-- START EXTRACT PROVIDED --

The key to a good VMWare storage platform is understanding what kind of load VMWare generates.

  • First, since you host a lot of servers, the workload is typically random. There are many IO streams going at the same time, and not many of them can be successfully pre-cached.
  • Second, it's variable. During normal operations, you may see 70% random reads, however the instant you decide to move a VM to a new datastore or something, you'll see a massive 60GB sequential write. If you're not careful about architecture, this can cripple your storage's ability to handle normal IO.
  • Third, a small portion of your environment will usually generate a large portion of the storage workload.

The best way to approach building storage for a VMWare platform is to start with the fundamentals.

  • You need the ability to service a large random read workload, which means smaller faster drives, as well as possibly SSD. Most modern storage systems allow you to move data around automatically depending on how it's accessed. If you are going to use SSD, you want to ensure this is how you use it. It should be there as a way of gradually reducing hot-spots. Whether you use SSD or not, it's beneficial to be able to put all the work across all the drives, so something with a type of storage pooling would be beneficial.

-- END EXTRACT PROVIDED --
-- START GIVEN DATA --

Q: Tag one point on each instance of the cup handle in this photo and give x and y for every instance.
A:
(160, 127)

-- END GIVEN DATA --

JOBS:
[a] In the passage on VMWare storage, what size of sequential write can appear when a VM is moved to a new datastore?
[b] List every characteristic of the load VMWare generates that the passage on VMWare storage describes.

WORKED SOLUTIONS:
[a] A massive 60GB sequential write.

[b]
- The workload is typically random, with many IO streams running at once and few of them able to be pre-cached.
- The workload is variable.
- A small portion of the environment usually generates a large portion of the storage workload.